Thursday, March 30, 2006

De nacionalidad y peloteros

En ocasiones, los problemas importantes de una sociedad son revelados por las causas más intrascendentes. Tal ocurrió con el pasado Clásico Mundial de Beisbol y la composición del equipo dominicano. Todo el proceso dejó ver lo frágil y convenientemente tuerta que es la idea generalizada que tenemos de la “nacionalidad”.

Desde finales del pasado año, la prensa cubrió, con un interés que no demuestra en asuntos más relevantes, las decisiones de los peloteros profesionales dominicanos sobre su participación en el torneo. El caso de Álex Rodríguez fue sintomático de la fiebre que se apoderó de nuestros medios de comunicación. Sus vacilaciones fueron seguidas como si de ellas dependiera algo importante, distinto a nuestro orgullo beisbolístico.

Cuando finalmente Álex Rodríguez decidió vestir el uniforme del equipo estadounidense, la condena fue casi universal: nos había traicionado, prefirió representar a “los gringos” y no a “su gente”. Lo acusaron de olvidar que para los estadounidenses no es más que un latinito que juega bien al béisbol. No faltó quien propusiera declararlo “persona non grata” y muchos se alegraron cuando su equipo perdió, porque entendían que había perdido él.

Lo que dijeron pocos es que si quizás es cierto que los estadounidenses sólo ven en él las carreras empujadas y los Guantes de Oro, los dominicanos vemos exactamente lo mismo. Si en lugar de ser pelotero exitoso fuera aparcador de carros en el Bajo Manhattan, nadie en el país se preocupara en lo más mínimo de él.

Los dominicanos olvidamos lo que nos conviene. Por ejemplo, que Álex Rodríguez nació en los Estados Unidos y no aquí. Más grave aún: que es uno de los cientos de miles que no pudieron nacer en la República Dominicana porque nuestra sociedad convirtió a sus padres en refugiados económicos. No nos debe nada, absolutamente nada. Todo lo que él es hoy se lo debe a las oportunidades que tuvo en su pais de nacimiento. Dicho en español dominicano, “el tamaño que tiene no se lo dimos nosotros”. Si hubiera nacido aquí lo más probable es que fuera motoconchista, o frutero, y tampoco nos importara.

Pero no es frutero. Es, repetimos, un pelotero exitoso. Por eso lo queremos, lo reclamamos, le exigimos que vista nuestros colores, que nos sea leal. Mas nosotros no hemos sido leales con él, ni con su familia. Le exigimos lo que no le hemos dado. Queremos aprovecharnos de un éxito al que no hemos aportado nada. De hecho, queremos que nos represente en detrimento del país en el que sí encontró las oportunidades de las que aquí no hubiera gozado. O peor, porque nuestro país muchas veces funciona como una máquina destructora de talentos.

La miopía que caracteriza esta exigencia, también nos impide ver que si Álex Rodríguez nos hubiera representado en el Clásico, el suyo hubiera sido un acto de generosidad inmerecida. Como la que nos prodigó Félix Sánchez, de quien también olvidamos que nació en Nueva York y hasta hace poco apenas hablaba español. Y porque se hubiera tratado de un acto de generosidad, no podemos exigirla. No podemos reclamar la cosecha de lo que no hemos sembrado.
··········
TAREA INDICADA 1: Según el artículo sobre nacionalidad y peloteros, ¿en qué ciudad nació Félix Sánchez?
TAREA INDICADA 2: Por favor, continúa el artículo sobre nacionalidad y peloteros a partir de su última oración.

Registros
··········
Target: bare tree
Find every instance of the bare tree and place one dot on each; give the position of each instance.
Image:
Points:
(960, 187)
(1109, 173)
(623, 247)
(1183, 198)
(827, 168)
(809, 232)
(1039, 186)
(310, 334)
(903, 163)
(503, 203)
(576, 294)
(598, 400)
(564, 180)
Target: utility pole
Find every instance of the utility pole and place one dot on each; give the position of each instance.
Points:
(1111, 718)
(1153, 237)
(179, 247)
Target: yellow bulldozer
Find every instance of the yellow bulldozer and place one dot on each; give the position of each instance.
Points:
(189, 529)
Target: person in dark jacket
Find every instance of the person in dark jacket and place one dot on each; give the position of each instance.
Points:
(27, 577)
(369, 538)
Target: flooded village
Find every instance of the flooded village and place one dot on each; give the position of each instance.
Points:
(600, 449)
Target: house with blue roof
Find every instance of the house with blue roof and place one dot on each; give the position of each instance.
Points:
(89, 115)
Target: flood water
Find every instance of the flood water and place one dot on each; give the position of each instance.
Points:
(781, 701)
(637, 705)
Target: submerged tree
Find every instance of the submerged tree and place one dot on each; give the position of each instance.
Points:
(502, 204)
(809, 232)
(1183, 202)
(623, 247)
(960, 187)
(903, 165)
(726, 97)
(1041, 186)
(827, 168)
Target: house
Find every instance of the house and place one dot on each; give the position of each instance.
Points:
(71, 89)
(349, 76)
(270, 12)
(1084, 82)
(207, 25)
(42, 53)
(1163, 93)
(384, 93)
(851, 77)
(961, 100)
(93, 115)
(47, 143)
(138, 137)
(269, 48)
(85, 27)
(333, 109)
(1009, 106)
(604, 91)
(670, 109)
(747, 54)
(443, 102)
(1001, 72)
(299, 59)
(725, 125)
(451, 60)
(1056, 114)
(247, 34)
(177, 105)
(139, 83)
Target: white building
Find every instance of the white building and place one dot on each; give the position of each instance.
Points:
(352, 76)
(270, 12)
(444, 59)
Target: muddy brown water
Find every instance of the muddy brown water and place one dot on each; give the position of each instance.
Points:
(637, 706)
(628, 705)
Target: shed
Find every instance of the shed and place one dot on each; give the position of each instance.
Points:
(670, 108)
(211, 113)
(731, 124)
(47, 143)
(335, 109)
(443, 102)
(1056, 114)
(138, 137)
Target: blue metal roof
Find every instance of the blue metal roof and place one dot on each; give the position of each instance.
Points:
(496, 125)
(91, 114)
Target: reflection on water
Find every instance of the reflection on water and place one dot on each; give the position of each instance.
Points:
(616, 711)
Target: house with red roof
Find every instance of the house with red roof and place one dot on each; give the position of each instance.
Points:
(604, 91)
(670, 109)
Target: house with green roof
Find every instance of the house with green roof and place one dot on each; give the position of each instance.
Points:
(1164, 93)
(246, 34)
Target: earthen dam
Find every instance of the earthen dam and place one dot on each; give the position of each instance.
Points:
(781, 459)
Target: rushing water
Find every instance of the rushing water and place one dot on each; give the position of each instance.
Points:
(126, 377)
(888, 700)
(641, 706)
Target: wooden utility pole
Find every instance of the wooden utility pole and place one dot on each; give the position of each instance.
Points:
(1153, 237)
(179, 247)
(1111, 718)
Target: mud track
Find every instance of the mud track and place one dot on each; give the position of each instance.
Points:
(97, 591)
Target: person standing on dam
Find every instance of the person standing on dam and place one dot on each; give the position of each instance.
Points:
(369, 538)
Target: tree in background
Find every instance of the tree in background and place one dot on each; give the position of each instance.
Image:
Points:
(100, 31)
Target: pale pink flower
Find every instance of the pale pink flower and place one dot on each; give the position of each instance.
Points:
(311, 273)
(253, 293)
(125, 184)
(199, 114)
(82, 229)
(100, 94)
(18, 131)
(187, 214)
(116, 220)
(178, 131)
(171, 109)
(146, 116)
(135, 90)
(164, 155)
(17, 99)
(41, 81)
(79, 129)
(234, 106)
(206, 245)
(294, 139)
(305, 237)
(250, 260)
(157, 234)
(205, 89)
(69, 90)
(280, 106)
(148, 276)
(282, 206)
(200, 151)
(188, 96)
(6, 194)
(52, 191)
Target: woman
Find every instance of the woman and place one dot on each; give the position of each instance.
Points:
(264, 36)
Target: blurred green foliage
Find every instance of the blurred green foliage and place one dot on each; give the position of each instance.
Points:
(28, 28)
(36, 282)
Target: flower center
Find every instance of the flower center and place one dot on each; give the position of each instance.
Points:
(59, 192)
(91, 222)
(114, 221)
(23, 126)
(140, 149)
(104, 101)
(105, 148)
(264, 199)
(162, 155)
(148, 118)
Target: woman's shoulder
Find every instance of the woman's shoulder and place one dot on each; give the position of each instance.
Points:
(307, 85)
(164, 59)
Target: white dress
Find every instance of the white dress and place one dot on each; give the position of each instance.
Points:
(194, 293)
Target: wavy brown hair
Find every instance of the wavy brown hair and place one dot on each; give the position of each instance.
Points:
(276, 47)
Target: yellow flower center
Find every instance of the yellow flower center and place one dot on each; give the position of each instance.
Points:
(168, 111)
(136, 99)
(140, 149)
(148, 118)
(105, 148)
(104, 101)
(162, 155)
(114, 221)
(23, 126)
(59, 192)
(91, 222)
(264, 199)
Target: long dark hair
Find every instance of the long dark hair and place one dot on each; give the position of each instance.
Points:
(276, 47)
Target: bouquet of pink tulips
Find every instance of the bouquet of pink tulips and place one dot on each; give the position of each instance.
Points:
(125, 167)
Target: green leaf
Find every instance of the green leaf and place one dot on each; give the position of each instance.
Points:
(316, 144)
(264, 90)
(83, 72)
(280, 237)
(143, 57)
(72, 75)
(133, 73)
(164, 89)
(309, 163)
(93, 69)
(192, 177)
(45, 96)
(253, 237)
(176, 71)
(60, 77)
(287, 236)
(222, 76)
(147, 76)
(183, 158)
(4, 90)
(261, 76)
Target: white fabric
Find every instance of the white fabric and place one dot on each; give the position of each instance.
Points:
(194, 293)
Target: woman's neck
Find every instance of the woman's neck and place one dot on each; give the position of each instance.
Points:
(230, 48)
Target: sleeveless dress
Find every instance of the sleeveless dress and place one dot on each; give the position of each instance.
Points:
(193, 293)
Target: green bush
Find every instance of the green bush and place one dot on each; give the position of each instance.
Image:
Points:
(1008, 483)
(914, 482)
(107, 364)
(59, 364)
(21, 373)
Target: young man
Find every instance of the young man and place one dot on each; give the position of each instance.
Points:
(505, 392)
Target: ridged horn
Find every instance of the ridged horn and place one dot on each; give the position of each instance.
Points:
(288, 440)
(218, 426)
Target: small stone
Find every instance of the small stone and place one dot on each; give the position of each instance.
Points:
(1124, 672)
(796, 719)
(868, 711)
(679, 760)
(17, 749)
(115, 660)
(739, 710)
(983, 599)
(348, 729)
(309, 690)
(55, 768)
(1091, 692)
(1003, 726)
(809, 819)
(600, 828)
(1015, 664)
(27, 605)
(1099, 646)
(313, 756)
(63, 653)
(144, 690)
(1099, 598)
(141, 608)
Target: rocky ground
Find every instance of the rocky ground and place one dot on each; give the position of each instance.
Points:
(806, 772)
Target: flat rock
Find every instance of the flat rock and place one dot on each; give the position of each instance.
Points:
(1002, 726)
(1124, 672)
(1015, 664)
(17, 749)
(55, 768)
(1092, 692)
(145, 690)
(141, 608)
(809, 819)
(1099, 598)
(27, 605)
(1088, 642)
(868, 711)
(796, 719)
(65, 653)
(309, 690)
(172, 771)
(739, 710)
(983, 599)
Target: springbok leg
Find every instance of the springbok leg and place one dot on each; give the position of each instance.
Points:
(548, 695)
··········
RESPUESTA ESCRITA 1: En Nueva York.

RESPUESTA ESCRITA 2:
Que muchos miembros de la diáspora sean generosos con nosotros debemos verlo con agradecimiento, sin arrogarnos el derecho de esperar que todos hagan lo mismo. La República Dominicana ha pasado décadas sobreviviendo gracias a las remesas de los expatriados. Esos mismos que tratamos con desprecio y de cuyos hijos no queremos saber porque no son “lo suficientemente dominicanos”. Recordémoslo: durante años la expresión “dominican-york” ha sido usada despectivamente.

Es hora ya de que reconozcamos que si Álex Rodríguez, como cientos de miles de decendientes de dominicanos, tiene lealtades conflictuadas es por causa de nuestra desidia, de la injusticia de nuestra sociedad y hasta de nuestro desprecio.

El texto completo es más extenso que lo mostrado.